Most of the SA studies listed above focus on the English language. Only few studies have been done on SA for the Turkish language [6, 10, 19, 28,29,30,31]. The Turkish language belongs to the Altaic branch of the Ural-Altaic family of languages and is mainly used in the Republic of Turkey. Turkish is an agglutinative language similar to Finnish and Hungarian, where a single word can be translated into a relatively longer sentence in English [32]. For instance, word “karşılaştırmalısın” in Turkish can be expressed as “you must make (something) compare” in English. As Turkish and English have different characteristics, methods developed for SA in English need to be tested for Turkish. Among the few researchers who investigate the effects of feature selection on the SA of Turkish reviews, Boynukalın [29] applies Weighted Log Likelihood Ratio (WLLR) to reduce feature space with NB, Complementary NB, and SVM classifiers for the emotional analysis using the combinations of n-grams where sequences of n words are considered together. It is shown that WLLR helps to improve the accuracy with reduced feature sizes. Akba et al. [19] implement and compare the performance of reduced feature sizes using two feature selection methods: CHI2 and IG with NB and SVM classifiers. They show that feature selection methods improve the classification accuracy.

Our aim is to propose a new feature selection method for the SA of Turkish and English reviews. We presented an initial version of this method in [10] where we employ only product review dataset in Turkish and compare our method with CHI2 and DFD by using only one classifier. We now extend it to more datasets for Turkish, and also investigate the performance of our method in English datasets to show that our method is language independent. We further include more feature selection methods especially developed for SA and compare the performance of our proposed method using NBM, SVM, MEM, and DT classifiers along with statistical analysis to prove that our method is classifier independent.

Methods

Machine learning algorithms

For sentiment classification, we use the Weka [33] data mining tool, which contains the four classifiers we use in our experiments, i.e., NBM, SMO for SVM, J48 for C4.5, and LR for MEM. We choose NBM, SVM, LR, and J48 classification methods due to the following reasons: (i) many researchers use NBM for text classification because it is computationally efficient [9, 10, 14] and performs well for large vocabulary sizes [34]; (ii) SVM tends to perform well for traditional text classification tasks [3, 4, 7, 14, 35]; (iii) LR is known to be equivalent to MEM which is another method used in SA studies [8]; (iv) J48 is a well-known decision tree classifier for many classification problems and is used for SA [3, 30].

------

§ REQUIRED WORK:
(1) In the sentiment analysis text, which two languages is Turkish said to resemble as an agglutinative language?
(2) From the sentiment analysis text, write out the part that opens with the words containing "Our aim is to" and closes with "is classifier independent.".
(3) Summarize the sentiment analysis text in two sentences.
Answer using nothing but the text.

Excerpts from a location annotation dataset
------

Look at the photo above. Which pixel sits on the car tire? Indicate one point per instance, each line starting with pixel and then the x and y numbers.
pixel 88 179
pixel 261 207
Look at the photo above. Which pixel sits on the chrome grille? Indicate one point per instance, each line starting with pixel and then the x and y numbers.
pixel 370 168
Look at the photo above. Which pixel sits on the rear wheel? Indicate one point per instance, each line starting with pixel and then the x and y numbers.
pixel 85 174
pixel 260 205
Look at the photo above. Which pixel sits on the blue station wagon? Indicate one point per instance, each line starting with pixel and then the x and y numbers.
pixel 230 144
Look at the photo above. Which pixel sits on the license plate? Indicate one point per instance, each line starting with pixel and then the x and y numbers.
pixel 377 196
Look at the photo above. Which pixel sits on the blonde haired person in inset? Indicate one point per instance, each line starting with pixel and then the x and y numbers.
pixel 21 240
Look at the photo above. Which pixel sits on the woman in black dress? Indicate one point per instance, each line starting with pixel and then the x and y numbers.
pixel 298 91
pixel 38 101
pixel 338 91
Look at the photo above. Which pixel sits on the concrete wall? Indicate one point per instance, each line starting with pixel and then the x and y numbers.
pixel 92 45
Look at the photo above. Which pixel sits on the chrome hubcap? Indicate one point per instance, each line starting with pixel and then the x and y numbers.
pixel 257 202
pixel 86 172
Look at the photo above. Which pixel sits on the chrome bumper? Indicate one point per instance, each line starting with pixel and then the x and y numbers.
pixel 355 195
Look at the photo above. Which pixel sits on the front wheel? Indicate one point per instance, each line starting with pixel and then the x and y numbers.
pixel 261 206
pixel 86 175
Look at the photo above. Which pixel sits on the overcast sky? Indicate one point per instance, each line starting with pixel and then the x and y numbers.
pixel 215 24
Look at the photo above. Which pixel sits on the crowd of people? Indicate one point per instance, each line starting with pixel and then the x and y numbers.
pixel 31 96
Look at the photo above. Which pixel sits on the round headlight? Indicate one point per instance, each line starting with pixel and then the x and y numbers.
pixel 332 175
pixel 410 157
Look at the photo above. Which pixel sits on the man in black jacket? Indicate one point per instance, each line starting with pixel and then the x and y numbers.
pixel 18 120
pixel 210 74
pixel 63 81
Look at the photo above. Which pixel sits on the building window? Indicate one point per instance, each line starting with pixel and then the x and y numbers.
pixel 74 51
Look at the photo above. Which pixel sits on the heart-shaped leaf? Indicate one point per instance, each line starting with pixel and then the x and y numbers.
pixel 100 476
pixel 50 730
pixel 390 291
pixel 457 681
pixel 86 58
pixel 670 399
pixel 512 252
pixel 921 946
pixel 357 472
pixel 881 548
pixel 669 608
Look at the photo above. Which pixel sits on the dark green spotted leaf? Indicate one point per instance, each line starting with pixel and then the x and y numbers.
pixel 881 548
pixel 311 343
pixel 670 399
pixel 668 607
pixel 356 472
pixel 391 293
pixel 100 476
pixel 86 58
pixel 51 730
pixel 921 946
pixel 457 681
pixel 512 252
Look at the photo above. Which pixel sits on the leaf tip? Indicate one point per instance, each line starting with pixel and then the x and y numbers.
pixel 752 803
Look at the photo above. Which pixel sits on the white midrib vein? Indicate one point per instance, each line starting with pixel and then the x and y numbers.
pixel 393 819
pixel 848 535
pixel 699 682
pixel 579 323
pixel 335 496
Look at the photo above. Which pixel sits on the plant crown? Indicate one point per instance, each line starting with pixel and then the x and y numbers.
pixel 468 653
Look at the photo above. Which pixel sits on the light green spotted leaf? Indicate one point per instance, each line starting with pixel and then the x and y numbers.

------

§ FULL SOLUTIONS:
(1) Finnish and Hungarian.

(2)
Our aim is to propose a new feature selection method for the SA of Turkish and English reviews. We presented an initial version of this method in [10] where we employ only product review dataset in Turkish and compare our method with CHI2 and DFD by using only one classifier. We now extend it to more datasets for Turkish, and also investigate the performance of our method in English datasets to show that our method is language independent. We further include more feature selection methods especially developed for SA and compare the performance of our proposed method using NBM, SVM, MEM, and DT classifiers along with statistical analysis to prove that our method is classifier independent.

(3) Few sentiment analysis studies have addressed Turkish, an agglutinative language whose differences from English mean that methods developed for English need to be tested on it. The authors propose a new feature selection method for Turkish and English reviews, extending their earlier version to more datasets and to NBM, SVM, MEM, and DT classifiers to show that it is independent of both language and classifier.